Every entry must come back exactly as it was given.

> [Recorded data]
[Start of section]
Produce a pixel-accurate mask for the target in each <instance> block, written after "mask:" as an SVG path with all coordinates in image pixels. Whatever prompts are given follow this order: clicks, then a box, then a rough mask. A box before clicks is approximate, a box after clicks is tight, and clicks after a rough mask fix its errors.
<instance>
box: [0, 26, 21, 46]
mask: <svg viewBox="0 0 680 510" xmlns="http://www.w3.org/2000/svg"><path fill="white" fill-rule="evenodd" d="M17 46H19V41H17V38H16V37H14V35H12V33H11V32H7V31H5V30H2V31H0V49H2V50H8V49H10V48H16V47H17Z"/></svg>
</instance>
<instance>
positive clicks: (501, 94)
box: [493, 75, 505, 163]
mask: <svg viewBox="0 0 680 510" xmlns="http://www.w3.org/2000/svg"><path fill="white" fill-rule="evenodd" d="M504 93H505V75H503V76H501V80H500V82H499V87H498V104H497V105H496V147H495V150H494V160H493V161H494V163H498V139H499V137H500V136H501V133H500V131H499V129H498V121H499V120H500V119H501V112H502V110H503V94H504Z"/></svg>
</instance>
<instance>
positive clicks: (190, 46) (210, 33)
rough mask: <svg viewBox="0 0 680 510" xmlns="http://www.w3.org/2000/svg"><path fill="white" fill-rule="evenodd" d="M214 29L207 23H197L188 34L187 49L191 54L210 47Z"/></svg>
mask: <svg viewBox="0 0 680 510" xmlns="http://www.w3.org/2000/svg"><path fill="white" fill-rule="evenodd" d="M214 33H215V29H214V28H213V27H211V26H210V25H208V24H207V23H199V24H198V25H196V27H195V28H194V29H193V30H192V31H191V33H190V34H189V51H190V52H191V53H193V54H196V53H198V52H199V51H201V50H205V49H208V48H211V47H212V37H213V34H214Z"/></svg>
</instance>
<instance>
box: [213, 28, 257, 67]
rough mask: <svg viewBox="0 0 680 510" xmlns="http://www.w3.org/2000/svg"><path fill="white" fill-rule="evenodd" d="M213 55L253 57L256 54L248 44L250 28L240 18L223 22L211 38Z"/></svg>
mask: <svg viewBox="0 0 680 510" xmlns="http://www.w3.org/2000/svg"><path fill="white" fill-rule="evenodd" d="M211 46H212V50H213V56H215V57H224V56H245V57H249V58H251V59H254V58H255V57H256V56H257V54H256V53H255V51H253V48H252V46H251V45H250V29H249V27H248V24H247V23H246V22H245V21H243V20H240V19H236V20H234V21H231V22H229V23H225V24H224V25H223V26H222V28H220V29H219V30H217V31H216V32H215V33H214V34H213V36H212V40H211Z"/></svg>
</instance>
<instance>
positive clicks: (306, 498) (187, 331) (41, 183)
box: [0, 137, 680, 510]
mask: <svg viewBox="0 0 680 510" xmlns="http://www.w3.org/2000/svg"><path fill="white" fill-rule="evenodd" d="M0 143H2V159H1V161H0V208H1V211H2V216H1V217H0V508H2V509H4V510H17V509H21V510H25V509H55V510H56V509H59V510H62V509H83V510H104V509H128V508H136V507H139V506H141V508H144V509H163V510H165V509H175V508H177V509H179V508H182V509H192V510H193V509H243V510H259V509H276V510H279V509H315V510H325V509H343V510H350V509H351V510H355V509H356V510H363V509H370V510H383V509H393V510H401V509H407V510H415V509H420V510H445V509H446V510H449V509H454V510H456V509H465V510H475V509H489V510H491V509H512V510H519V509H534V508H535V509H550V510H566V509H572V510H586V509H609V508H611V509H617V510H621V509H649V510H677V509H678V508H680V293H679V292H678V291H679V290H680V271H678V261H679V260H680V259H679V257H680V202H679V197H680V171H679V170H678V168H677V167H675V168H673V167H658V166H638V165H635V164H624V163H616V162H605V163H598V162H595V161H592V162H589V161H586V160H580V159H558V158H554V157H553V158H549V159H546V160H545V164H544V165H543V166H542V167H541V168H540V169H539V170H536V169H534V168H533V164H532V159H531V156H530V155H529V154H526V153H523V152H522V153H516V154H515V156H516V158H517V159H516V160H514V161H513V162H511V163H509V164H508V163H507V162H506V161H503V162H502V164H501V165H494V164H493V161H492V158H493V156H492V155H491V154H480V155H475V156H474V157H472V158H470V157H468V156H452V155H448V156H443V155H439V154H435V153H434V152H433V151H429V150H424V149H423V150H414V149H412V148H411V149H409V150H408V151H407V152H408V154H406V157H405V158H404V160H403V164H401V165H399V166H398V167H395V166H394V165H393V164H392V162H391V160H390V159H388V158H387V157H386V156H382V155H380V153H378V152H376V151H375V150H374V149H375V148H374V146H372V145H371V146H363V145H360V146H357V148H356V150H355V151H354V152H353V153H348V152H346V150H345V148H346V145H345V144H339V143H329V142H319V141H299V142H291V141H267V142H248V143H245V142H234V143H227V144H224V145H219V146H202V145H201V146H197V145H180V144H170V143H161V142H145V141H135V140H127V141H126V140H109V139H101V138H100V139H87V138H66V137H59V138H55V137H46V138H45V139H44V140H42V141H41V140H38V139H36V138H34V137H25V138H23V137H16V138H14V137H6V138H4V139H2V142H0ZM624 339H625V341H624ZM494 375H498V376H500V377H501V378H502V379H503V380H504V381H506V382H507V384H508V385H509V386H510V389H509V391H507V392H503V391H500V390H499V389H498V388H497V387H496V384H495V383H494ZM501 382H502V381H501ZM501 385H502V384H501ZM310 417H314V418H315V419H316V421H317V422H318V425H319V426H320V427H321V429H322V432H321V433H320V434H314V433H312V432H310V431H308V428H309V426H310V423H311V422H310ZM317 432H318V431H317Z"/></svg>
[End of section]
> [Answer below]
Produce a pixel-accurate mask for the target in each <instance> block, written after "mask:" as an SVG path with all coordinates in image pixels. Whatever prompts are given follow this order: clicks, then a box, then a rough mask. A box before clicks is approximate, a box after clicks is tight, and clicks after a rough mask fix its errors.
<instance>
box: [0, 26, 21, 46]
mask: <svg viewBox="0 0 680 510" xmlns="http://www.w3.org/2000/svg"><path fill="white" fill-rule="evenodd" d="M17 46H19V41H17V38H16V37H14V35H12V33H11V32H7V31H5V30H2V31H0V49H2V50H8V49H10V48H16V47H17Z"/></svg>
</instance>
<instance>
positive clicks: (501, 94)
box: [493, 75, 505, 163]
mask: <svg viewBox="0 0 680 510" xmlns="http://www.w3.org/2000/svg"><path fill="white" fill-rule="evenodd" d="M504 93H505V75H503V76H501V80H500V82H499V87H498V104H497V105H496V147H495V150H494V160H493V161H494V163H498V139H499V137H500V136H501V133H500V131H499V129H498V121H499V120H500V119H501V112H502V110H503V94H504Z"/></svg>
</instance>
<instance>
positive clicks: (190, 46) (210, 33)
rough mask: <svg viewBox="0 0 680 510" xmlns="http://www.w3.org/2000/svg"><path fill="white" fill-rule="evenodd" d="M214 29L207 23H197L188 34L187 49L191 54L210 47Z"/></svg>
mask: <svg viewBox="0 0 680 510" xmlns="http://www.w3.org/2000/svg"><path fill="white" fill-rule="evenodd" d="M214 33H215V29H214V28H213V27H211V26H210V25H208V24H207V23H199V24H198V25H196V27H195V28H194V29H193V30H192V31H191V33H190V34H189V51H190V52H191V53H193V54H196V53H198V52H199V51H201V50H205V49H208V48H211V47H212V37H213V34H214Z"/></svg>
</instance>
<instance>
box: [213, 28, 257, 67]
rough mask: <svg viewBox="0 0 680 510" xmlns="http://www.w3.org/2000/svg"><path fill="white" fill-rule="evenodd" d="M213 55L253 57L256 54L248 44L250 28L240 18L223 22L211 38Z"/></svg>
mask: <svg viewBox="0 0 680 510" xmlns="http://www.w3.org/2000/svg"><path fill="white" fill-rule="evenodd" d="M211 46H212V50H213V56H215V57H224V56H245V57H249V58H251V59H254V58H255V57H256V56H257V54H256V53H255V51H253V48H252V46H251V45H250V29H249V27H248V24H247V23H246V22H245V21H243V20H240V19H236V20H234V21H231V22H229V23H225V24H224V25H223V26H222V28H220V29H219V30H217V31H216V32H215V33H214V34H213V36H212V40H211Z"/></svg>
</instance>
<instance>
positive clicks: (306, 498) (187, 331) (41, 183)
box: [0, 137, 680, 510]
mask: <svg viewBox="0 0 680 510" xmlns="http://www.w3.org/2000/svg"><path fill="white" fill-rule="evenodd" d="M0 143H2V159H1V161H0V208H1V211H2V216H1V217H0V508H2V509H4V510H17V509H21V510H25V509H55V510H56V509H59V510H62V509H83V510H104V509H128V508H136V507H139V506H141V508H144V509H163V510H165V509H175V508H177V509H179V508H182V509H192V510H193V509H243V510H259V509H276V510H279V509H315V510H325V509H343V510H350V509H351V510H355V509H356V510H363V509H370V510H383V509H393V510H401V509H407V510H415V509H420V510H445V509H446V510H449V509H454V510H456V509H465V510H475V509H489V510H491V509H512V510H519V509H534V508H535V509H550V510H566V509H572V510H586V509H609V508H611V509H617V510H621V509H649V510H677V509H678V508H680V293H679V292H678V291H679V290H680V271H678V261H679V260H680V259H679V257H680V202H679V197H680V171H679V170H678V168H677V167H675V168H673V167H658V166H638V165H635V164H624V163H616V162H605V163H598V162H595V161H592V162H589V161H586V160H580V159H558V158H554V157H553V158H549V159H546V160H545V164H544V165H543V166H542V167H541V168H540V169H539V170H536V169H534V168H533V164H532V159H531V156H530V155H529V154H526V153H523V152H522V153H516V154H515V156H516V158H517V159H516V160H514V161H513V162H511V163H509V164H508V163H507V162H506V161H503V162H502V164H501V165H494V164H493V161H492V158H493V156H492V155H491V154H480V155H475V156H474V157H472V158H470V157H468V156H452V155H448V156H443V155H439V154H435V153H434V152H433V151H429V150H424V149H423V150H414V149H412V148H411V149H409V150H408V151H407V152H408V154H406V157H405V158H404V160H403V164H401V165H399V166H398V167H395V166H394V165H393V164H392V162H391V160H390V159H388V158H387V157H386V156H382V155H380V153H378V152H376V151H375V150H374V149H375V148H374V146H372V145H371V146H363V145H360V146H357V148H356V150H355V151H354V152H353V153H348V152H346V150H345V148H346V145H345V144H339V143H329V142H319V141H299V142H291V141H267V142H248V143H245V142H234V143H227V144H224V145H219V146H202V145H201V146H197V145H180V144H170V143H161V142H145V141H135V140H127V141H126V140H109V139H101V138H100V139H87V138H66V137H59V138H55V137H46V138H45V139H44V140H42V141H41V140H38V139H36V138H34V137H25V138H23V137H16V138H14V137H6V138H4V139H2V142H0ZM624 339H625V341H624ZM494 375H498V376H500V377H501V378H502V379H503V380H504V381H506V382H507V384H508V385H509V386H510V389H509V391H507V392H503V391H500V390H499V389H498V388H497V387H496V384H495V383H494ZM501 382H502V381H501ZM501 385H502V384H501ZM310 417H314V418H315V419H316V421H317V422H318V425H319V426H320V427H321V429H322V432H321V433H320V434H314V433H312V432H310V431H308V428H309V426H310V423H311V422H310ZM317 432H318V431H317Z"/></svg>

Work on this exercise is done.